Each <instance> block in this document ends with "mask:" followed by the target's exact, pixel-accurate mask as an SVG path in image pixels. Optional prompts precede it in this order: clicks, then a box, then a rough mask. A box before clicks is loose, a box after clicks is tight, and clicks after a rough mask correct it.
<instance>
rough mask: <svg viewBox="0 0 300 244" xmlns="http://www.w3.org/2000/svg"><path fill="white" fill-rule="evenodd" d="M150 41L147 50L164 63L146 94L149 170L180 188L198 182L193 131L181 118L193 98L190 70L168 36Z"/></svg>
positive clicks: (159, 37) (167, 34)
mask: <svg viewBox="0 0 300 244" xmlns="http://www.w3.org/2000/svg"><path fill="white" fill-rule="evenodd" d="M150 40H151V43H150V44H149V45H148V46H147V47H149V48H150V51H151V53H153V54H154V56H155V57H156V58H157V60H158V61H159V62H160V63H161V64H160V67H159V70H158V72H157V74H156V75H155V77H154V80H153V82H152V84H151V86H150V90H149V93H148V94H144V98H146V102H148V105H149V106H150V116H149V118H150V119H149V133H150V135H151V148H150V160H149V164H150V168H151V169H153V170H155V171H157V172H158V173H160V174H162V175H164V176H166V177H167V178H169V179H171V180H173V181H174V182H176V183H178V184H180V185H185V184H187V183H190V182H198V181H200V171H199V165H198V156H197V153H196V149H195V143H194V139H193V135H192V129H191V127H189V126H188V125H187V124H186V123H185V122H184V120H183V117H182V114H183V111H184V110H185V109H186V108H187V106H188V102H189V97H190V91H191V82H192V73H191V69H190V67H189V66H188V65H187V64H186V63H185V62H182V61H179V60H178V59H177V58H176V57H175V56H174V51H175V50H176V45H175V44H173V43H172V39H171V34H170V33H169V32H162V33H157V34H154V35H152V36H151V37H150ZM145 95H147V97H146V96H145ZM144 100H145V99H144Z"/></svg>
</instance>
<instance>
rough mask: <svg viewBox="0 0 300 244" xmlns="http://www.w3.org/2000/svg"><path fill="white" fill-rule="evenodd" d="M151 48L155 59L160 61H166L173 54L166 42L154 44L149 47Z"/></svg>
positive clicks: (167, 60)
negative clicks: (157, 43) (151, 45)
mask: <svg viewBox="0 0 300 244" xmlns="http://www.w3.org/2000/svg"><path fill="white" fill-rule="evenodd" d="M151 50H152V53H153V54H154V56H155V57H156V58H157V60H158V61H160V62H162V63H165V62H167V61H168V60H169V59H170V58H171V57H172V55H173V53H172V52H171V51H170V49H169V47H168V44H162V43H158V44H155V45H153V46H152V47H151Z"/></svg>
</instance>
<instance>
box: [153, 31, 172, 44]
────────────────────────────────────────
● Aim of the task
All of the records need to be transcribed exactly.

● Response area
Each <instance> block in this document ends with "mask:" followed by the target's exact, pixel-accurate mask as an SVG path in image pixels. Optional prompts precede it in this order: clicks, then a box, then a rough mask. A box before clicks is loose, a box after clicks is tight, and clicks after a rough mask correct it.
<instance>
rough mask: <svg viewBox="0 0 300 244" xmlns="http://www.w3.org/2000/svg"><path fill="white" fill-rule="evenodd" d="M150 41L147 50L164 63L146 94L149 170L180 188L198 182L193 131L181 118L193 98L190 70L168 36Z"/></svg>
positive clicks: (159, 37) (167, 34)
mask: <svg viewBox="0 0 300 244" xmlns="http://www.w3.org/2000/svg"><path fill="white" fill-rule="evenodd" d="M150 40H151V43H150V44H149V45H148V46H147V47H149V48H150V51H151V53H153V54H154V56H155V57H156V58H157V60H158V61H159V62H160V63H161V64H160V67H159V70H158V72H157V74H156V75H155V77H154V80H153V82H152V84H151V86H150V90H149V93H148V94H144V98H146V102H148V105H149V106H150V116H149V118H150V119H149V133H150V135H151V148H150V160H149V164H150V168H151V169H153V170H155V171H157V172H158V173H160V174H162V175H164V176H166V177H167V178H169V179H171V180H173V181H174V182H176V183H178V184H180V185H185V184H187V183H190V182H198V181H200V171H199V165H198V156H197V153H196V149H195V143H194V139H193V135H192V129H191V127H189V126H188V125H187V124H186V123H185V122H184V120H183V117H182V114H183V111H184V110H185V109H186V108H187V106H188V102H189V97H190V91H191V82H192V73H191V69H190V67H189V66H188V65H187V64H186V63H185V62H182V61H179V60H178V59H177V58H176V57H175V56H174V51H175V50H176V45H175V44H173V43H172V39H171V34H170V33H169V32H162V33H157V34H154V35H152V36H151V37H150ZM145 95H147V97H146V96H145ZM144 100H145V99H144Z"/></svg>
</instance>
<instance>
rough mask: <svg viewBox="0 0 300 244" xmlns="http://www.w3.org/2000/svg"><path fill="white" fill-rule="evenodd" d="M151 48L155 59L160 61H166L173 54L166 42L154 44L149 47Z"/></svg>
positive clicks: (167, 60)
negative clicks: (157, 43) (151, 45)
mask: <svg viewBox="0 0 300 244" xmlns="http://www.w3.org/2000/svg"><path fill="white" fill-rule="evenodd" d="M151 50H152V53H153V54H154V56H155V57H156V58H157V60H158V61H160V62H162V63H165V62H167V61H168V60H169V59H170V58H171V57H172V55H173V53H172V52H171V51H170V49H169V47H168V44H162V43H158V44H155V45H153V46H152V47H151Z"/></svg>
</instance>
<instance>
box: [153, 31, 172, 44]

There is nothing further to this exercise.